→ **REQUEST**: Extract every one of the lines below verbatim, keeping each character and line break unchanged.

::: SOURCE RECORDS :::

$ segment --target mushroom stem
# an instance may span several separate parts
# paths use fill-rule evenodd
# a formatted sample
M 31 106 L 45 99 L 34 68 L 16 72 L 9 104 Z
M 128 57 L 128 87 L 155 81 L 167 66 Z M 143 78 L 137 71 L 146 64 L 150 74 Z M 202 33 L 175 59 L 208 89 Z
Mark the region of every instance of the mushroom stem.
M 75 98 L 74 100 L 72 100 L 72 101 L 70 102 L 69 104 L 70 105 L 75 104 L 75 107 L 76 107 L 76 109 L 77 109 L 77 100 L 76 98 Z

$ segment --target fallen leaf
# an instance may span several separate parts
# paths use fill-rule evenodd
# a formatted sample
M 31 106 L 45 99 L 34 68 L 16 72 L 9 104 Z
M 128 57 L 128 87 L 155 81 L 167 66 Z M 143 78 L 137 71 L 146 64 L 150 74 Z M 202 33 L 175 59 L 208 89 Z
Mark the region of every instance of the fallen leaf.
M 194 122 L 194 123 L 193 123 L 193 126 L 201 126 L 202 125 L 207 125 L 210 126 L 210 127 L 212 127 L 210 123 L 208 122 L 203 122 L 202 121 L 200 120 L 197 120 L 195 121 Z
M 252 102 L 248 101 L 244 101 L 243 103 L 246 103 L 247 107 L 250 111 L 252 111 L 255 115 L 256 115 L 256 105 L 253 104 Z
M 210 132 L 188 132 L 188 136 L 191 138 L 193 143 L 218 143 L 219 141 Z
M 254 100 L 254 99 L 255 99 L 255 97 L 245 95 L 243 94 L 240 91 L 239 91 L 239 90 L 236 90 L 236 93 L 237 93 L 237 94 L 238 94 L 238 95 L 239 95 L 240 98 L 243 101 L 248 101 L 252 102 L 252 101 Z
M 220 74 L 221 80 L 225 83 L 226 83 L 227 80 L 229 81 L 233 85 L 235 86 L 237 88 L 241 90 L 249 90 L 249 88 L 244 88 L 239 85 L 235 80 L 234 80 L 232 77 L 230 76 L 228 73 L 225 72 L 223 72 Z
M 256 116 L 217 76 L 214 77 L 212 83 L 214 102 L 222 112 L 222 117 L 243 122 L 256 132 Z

:::

→ **SOLUTION TO THE EXERCISE**:
$ segment --target mushroom stem
# an instance may span several separate parts
# paths use fill-rule evenodd
# a formatted sample
M 31 106 L 45 99 L 34 68 L 16 72 L 9 104 Z
M 128 57 L 128 87 L 155 81 L 167 66 Z M 143 78 L 137 71 L 146 64 L 150 74 Z M 202 33 L 175 59 L 208 89 Z
Mark the region of every instance of the mushroom stem.
M 75 98 L 74 100 L 72 100 L 72 101 L 70 102 L 69 104 L 70 105 L 75 104 L 75 107 L 76 107 L 76 109 L 77 109 L 77 100 L 76 98 Z

$ segment --target fallen leaf
# an instance may span several separate parts
# paths use fill-rule evenodd
# a formatted sample
M 31 106 L 45 99 L 34 68 L 16 72 L 9 104 Z
M 128 57 L 128 87 L 155 81 L 167 66 Z M 143 78 L 137 71 L 146 64 L 150 74 Z M 202 33 L 175 59 L 208 89 Z
Mark the region of every instance of the fallen leaf.
M 194 122 L 194 123 L 193 123 L 193 126 L 201 126 L 202 125 L 207 125 L 210 126 L 210 127 L 212 127 L 210 123 L 208 122 L 203 122 L 202 121 L 200 120 L 197 120 L 195 121 Z
M 252 102 L 248 101 L 244 101 L 243 103 L 246 103 L 247 107 L 250 111 L 252 111 L 255 115 L 256 115 L 256 105 L 253 104 Z
M 210 132 L 188 132 L 188 136 L 191 138 L 193 143 L 218 143 L 219 141 Z
M 254 100 L 254 99 L 255 99 L 255 97 L 245 95 L 243 94 L 240 91 L 239 91 L 239 90 L 236 90 L 236 93 L 237 93 L 237 94 L 238 94 L 238 95 L 239 95 L 240 98 L 243 101 L 248 101 L 252 102 L 252 101 Z
M 220 74 L 221 80 L 225 83 L 226 83 L 227 80 L 229 81 L 233 85 L 235 86 L 237 88 L 241 90 L 249 90 L 249 88 L 244 88 L 239 85 L 235 80 L 234 80 L 232 77 L 230 76 L 228 73 L 225 72 L 223 72 Z
M 256 116 L 217 76 L 214 77 L 212 83 L 214 102 L 222 112 L 222 117 L 243 122 L 256 132 Z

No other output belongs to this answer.